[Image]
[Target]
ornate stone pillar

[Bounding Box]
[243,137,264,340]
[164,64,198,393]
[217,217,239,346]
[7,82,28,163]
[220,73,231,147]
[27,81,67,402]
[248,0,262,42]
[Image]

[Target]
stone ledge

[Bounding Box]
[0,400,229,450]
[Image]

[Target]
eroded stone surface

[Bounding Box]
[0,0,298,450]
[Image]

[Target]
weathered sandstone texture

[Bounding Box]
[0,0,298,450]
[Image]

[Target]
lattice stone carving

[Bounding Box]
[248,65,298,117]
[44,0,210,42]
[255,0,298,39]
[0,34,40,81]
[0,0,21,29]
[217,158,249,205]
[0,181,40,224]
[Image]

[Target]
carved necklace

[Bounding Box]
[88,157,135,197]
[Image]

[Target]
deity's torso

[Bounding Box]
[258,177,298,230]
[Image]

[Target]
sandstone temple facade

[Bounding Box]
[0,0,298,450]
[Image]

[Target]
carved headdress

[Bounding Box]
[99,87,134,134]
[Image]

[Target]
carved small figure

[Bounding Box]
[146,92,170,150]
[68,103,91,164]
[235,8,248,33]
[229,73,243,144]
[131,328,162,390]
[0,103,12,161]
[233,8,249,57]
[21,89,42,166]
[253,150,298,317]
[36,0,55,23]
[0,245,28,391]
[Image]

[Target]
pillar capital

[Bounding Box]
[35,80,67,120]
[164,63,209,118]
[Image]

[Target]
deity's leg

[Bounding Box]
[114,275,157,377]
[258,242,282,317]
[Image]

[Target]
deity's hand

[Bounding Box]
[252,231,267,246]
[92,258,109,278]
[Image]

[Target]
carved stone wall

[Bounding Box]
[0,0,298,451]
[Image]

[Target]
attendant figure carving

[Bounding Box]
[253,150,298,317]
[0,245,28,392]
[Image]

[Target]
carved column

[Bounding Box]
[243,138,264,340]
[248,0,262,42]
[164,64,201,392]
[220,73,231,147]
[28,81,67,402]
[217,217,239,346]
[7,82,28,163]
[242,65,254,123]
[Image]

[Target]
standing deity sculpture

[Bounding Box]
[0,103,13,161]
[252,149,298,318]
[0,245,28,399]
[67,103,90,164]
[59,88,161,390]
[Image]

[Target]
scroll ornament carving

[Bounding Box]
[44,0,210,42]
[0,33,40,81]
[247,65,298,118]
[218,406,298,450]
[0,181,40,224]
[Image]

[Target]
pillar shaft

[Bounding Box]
◆ ◆ ◆
**Task requirements:** Swap "sandstone" for "limestone" in everything from the start of the entries down to the line containing "[99,87,134,134]", and give those lines again with nothing else changed.

**Task response:**
[Image]
[Target]
ornate stone pillar

[Bounding Box]
[243,137,264,340]
[164,64,198,393]
[217,217,239,346]
[7,82,28,163]
[220,73,231,147]
[27,81,67,402]
[248,0,262,42]
[Image]

[Target]
stone ledge

[Bounding Box]
[0,400,229,450]
[Image]

[Target]
eroded stone surface

[Bounding Box]
[0,0,298,450]
[Image]

[Target]
weathered limestone texture

[Bounding Box]
[0,0,298,450]
[Image]

[Target]
lattice stone carving

[Bounding Box]
[248,65,298,117]
[44,0,210,42]
[255,0,298,39]
[0,34,40,81]
[0,0,21,29]
[217,158,249,205]
[0,181,40,224]
[Image]

[Target]
carved necklace

[Bounding Box]
[88,157,135,197]
[Image]

[Target]
deity's torso

[Bounding Box]
[258,177,298,230]
[Image]

[Target]
limestone temple facade

[Bounding Box]
[0,0,298,450]
[Image]

[Target]
carved headdress

[Bounding Box]
[99,87,134,134]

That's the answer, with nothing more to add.